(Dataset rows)
(begin)
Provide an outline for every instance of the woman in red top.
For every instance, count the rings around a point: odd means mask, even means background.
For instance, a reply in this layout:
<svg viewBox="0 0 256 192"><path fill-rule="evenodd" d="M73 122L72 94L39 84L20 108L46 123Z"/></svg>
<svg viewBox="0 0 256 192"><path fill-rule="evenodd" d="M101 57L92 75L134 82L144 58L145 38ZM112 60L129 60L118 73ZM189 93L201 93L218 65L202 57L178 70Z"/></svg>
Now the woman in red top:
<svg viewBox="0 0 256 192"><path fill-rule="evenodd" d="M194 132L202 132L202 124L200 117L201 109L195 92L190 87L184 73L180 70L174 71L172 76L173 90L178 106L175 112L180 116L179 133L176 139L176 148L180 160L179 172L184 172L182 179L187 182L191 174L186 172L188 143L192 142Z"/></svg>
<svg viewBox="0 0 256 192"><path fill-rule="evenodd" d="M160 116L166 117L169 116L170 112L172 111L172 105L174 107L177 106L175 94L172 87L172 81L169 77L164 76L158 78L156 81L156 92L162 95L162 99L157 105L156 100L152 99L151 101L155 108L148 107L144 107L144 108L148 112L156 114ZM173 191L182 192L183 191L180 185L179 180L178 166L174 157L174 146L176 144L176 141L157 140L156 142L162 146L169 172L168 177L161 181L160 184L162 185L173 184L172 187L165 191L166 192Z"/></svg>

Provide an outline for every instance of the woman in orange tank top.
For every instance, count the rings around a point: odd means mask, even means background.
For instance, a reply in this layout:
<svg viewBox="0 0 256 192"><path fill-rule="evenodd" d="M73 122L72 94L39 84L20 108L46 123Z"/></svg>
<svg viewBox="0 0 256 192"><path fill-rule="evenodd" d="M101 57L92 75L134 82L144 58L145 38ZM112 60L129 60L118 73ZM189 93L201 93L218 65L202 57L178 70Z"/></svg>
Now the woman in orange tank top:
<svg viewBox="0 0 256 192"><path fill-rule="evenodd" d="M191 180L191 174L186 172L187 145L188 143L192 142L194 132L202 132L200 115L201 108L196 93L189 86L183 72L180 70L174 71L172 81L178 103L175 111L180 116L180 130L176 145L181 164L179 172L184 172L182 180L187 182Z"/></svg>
(end)
(begin)
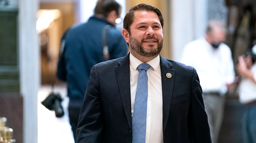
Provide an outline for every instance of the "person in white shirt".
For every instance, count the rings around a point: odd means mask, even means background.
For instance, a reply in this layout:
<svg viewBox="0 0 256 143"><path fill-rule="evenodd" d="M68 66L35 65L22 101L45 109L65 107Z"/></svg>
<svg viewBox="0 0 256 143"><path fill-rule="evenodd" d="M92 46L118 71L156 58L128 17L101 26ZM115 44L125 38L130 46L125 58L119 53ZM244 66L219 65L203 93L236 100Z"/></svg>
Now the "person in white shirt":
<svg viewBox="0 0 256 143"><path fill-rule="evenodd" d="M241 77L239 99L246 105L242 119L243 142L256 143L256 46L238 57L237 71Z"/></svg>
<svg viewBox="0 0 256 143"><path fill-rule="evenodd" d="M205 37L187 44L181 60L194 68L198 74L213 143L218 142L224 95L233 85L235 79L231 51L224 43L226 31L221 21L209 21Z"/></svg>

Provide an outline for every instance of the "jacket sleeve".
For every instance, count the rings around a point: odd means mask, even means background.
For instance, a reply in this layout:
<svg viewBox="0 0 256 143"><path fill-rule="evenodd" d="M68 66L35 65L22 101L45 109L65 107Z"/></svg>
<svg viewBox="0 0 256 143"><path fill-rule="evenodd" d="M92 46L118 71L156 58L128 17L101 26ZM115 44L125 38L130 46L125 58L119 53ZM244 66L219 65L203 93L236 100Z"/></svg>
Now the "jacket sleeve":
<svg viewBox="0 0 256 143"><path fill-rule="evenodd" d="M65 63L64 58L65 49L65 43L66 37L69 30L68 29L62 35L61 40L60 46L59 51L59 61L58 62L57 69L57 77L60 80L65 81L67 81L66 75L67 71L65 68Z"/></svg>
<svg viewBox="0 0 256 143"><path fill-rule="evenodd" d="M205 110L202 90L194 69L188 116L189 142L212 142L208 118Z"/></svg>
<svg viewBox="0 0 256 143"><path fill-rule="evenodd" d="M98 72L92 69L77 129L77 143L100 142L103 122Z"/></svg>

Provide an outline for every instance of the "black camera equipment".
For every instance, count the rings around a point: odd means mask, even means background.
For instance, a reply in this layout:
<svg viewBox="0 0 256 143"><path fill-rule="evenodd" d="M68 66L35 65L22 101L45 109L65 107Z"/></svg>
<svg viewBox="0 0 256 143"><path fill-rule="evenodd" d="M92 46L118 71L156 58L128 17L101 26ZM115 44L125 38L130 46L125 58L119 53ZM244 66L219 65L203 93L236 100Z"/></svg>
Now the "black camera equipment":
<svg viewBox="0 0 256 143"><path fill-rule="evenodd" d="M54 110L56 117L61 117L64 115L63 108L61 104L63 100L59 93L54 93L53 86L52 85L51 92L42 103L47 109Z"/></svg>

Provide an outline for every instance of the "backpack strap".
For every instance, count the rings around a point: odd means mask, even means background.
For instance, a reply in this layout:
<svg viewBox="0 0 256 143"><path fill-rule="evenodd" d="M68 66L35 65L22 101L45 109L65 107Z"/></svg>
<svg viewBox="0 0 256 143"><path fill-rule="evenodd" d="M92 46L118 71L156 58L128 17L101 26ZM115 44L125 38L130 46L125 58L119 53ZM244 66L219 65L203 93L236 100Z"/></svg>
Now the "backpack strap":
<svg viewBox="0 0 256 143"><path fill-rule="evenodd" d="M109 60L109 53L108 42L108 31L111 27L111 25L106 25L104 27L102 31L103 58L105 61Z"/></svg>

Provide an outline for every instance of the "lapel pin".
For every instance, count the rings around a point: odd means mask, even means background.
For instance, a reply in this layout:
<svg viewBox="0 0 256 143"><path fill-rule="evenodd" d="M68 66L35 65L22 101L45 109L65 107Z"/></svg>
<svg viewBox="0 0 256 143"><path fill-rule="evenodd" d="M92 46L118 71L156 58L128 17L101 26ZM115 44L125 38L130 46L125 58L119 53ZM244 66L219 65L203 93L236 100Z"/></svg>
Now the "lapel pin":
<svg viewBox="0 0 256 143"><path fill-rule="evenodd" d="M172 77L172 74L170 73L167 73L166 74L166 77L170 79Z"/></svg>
(end)
#### [What this task involves]
From the entries above, copy out each line that contains the word "sleeve".

#### [Response to this task]
Provide an outline for every instance of the "jacket sleeve".
Now the "jacket sleeve":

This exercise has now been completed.